About this Recording
FECD-0003 - COWELL: Ongaku / Symphony No. 11 / Thesis
English 

Henry Cowell

Henry Cowell

 

I believe in music, in the force of its spirit, in its exultation, its nobility, its humor, and in its power to penetrate to the basic fineness of every human being. I believe that a truly devoted musical work, dedicated to human integrity, into which the composer has put the best of himself, acts to humanize the behavior of all hearers who allow it to penetrate to their innermost being.

 

- Henry Cowell

 

In resurrecting the extraordinary archive of First Edition Records, with its many great modern works originally issued on LP, no composer is more deserving of a first anthology than Henry Cowell. It was Cowell’s astonishing energy in the first half of the Twentieth Century, both as a prolifically experimental composer and as a passionate advocate of new music, that very much cultivated the environment in which the Louisville Orchestra devoted itself to commissioning, performing, and recording new music.

 

Cowell rose to a prominent role of leadership in American music as a very young man. His unorthodox childhood equipped him with a remarkable set of experiences and skills. He was born in Menlo Park, California in 1892, the only child of leftist writers. His earliest years were lived at the edge of the Asian community in San Francisco, where he studied the violin and was exposed to music of the Pacific rim. Henry was for the most part homeschooled by his mother Clarissa, and after the 1906 earthquake, they lived nomadically and impoverished, making stops in Iowa, New York, and Kansas, before returning to California in 1911.

» Entries supplied
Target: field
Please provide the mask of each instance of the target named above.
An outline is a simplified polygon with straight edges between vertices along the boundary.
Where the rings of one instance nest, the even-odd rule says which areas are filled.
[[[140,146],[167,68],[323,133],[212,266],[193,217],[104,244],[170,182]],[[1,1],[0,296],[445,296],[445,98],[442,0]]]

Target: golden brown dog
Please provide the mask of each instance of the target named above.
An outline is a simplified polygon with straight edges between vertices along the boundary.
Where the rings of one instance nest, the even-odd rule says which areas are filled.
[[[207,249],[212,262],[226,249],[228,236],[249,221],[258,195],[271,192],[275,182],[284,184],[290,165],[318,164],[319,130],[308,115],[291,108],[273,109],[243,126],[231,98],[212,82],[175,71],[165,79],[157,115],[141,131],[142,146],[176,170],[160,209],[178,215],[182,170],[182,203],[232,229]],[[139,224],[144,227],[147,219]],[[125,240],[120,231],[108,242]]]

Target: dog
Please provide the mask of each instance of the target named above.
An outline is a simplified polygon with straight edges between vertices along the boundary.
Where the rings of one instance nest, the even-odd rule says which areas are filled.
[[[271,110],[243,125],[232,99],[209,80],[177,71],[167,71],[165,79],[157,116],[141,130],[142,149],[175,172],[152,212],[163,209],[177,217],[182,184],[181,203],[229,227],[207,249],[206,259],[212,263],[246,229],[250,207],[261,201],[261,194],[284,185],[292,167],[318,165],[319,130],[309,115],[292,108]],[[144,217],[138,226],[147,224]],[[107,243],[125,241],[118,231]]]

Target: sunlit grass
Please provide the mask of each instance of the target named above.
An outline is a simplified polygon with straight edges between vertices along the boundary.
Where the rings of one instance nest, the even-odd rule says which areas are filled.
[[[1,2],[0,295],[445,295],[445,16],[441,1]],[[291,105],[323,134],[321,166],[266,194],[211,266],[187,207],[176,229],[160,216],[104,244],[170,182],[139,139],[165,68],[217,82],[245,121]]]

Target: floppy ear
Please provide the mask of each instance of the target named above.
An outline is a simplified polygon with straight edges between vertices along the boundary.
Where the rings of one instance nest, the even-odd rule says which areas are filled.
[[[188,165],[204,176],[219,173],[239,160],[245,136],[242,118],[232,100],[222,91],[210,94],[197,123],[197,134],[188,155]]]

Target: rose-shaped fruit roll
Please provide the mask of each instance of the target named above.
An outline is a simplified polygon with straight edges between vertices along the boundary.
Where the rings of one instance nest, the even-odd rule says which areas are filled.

» List of tasks
1 > How would you say "Cowell rose to a prominent role of leadership in American music as a very young man." in Spanish, using the Henry Cowell passage?
2 > According to the Henry Cowell passage, where did Cowell and his mother stop during their nomadic years after the 1906 earthquake, before returning to California? List each place named.
3 > Can you take the Henry Cowell passage further, writing on from its last sentence about his return to California in 1911?

» Answers to the exercise
1 > Cowell alcanzó un destacado papel de liderazgo en la música estadounidense siendo muy joven.

2 > Iowa, New York, Kansas

3 >
 

As a teenager, Henry was tremendously well-read, and he had developed into a fine pianist with many distinctive short compositions to his credit. Discovered by a Stanford professor, Cowell studied at Stanford and Berkeley and was tutored in music by Charles Seeger. His creativity was for the most part nurtured, and in the 1920’s he was gaining wide attention, performing his piano compositions in New York and Europe, shocking the world with techniques which included playing with his forearms and stroking the strings. By 1925 he had founded the New Music Society of California to present concerts of “ultra-modern” music, and he began publishing the quarterly score anthology New Music.

 

Cowell’s development is worth citing, for it seemed to have fostered not only his tremendous intellect, talent and imagination, but also his social impulse and generous idealism. He lived for sharing music, and it was not enough for him to write over 900 compositions. Through his New Music Editions (which published the scores of numerous composers) and his persistent efforts to bring composers, their music, and the public together, Cowell profoundly transformed the culture and independence of American music. His generosity to others was matched by his inclusive view of the value and dignity of all the world’s music, as Cowell studied, embraced, and advocated world music decades before it became chic.

 

It might be argued that Cowell was too restless in his writing and advocacy of new music to take the time to compose a masterpiece. But perhaps his vision did not include such notion of cultivating a grand static object. Cowell thought of music as a living thing, a necessity for our individual and collective cultural health. He was a pioneer in understanding and embracing cultural relativity, and in knowing that the hallowed works of the western classical tradition were only part of the world’s great musical traditions. As a result, he saw his own music and energy, as part of something much larger than himself, and in that he forever took delight.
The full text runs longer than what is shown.